▶ _Page excerpt_
|---|

Food residue is taken by the women, used to feed pigs, for example.
2. recycling,
Plastic is the most easily recycled material
3. commercialization
Every waste picker has a small area where he can go and sell materials (1x per day or 1x per week)

To conclude, there is an important chain of people working in waste in Dakar, but also the precense of people who are not integrated who work on their own. Improper trainig is a problem. There is also a managment problem.

His association, BOKK DIOM
– 1200 members
– Provide basic training (training center)
– They have a health center, which is an important place to generate revenue
– Training center for children
– Looking for partnerships
– There is a community hall
– They have a training center for girls

They would like partnerships to support their training center, to provide support for the children, etc. The local government has given them status as an assocaiton that works and they also have a partnershp with WIEGO and others. They try to increse the capacity of the organization. They also have better visability through partnerships.

Problems
– Not everyone is a member
– In May, going to have elections for a new president
– Want to increase negotiation and leadership capacity
– Be able to have bargaining power with government
– Better status for workers

Conclusions
By segregating and recycling one third (1/3) of the waste that arrive in the landfill, the wastepickers offer an essential contribution to the city waste management.

|---|

▶ _Problem set_
a: According to the notes on Dakar's waste pickers, what share of the waste arriving at the landfill do the waste pickers segregate and recycle?
b: List every item that the notes on Dakar's waste pickers give under the heading "Problems".
The records have no connection to the notes on Dakar's waste pickers.

▶ _Entries supplied_
|---|

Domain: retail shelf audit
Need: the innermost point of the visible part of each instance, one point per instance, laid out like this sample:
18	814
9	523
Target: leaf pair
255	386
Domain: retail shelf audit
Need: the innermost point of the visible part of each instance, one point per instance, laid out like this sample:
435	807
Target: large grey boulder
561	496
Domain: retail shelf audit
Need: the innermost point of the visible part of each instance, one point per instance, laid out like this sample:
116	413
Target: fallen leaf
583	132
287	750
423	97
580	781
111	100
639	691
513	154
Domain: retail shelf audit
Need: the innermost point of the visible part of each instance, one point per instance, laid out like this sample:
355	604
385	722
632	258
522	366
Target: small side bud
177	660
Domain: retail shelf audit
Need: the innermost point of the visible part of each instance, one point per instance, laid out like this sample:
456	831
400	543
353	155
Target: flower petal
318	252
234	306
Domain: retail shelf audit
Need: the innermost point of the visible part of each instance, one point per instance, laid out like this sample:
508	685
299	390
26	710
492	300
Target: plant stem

|---|

▶ _Activity answers_
a: One third (1/3).

b:
- Not everyone is a member
- In May, going to have elections for a new president
- Want to increase negotiation and leadership capacity
- Be able to have bargaining power with government
- Better status for workers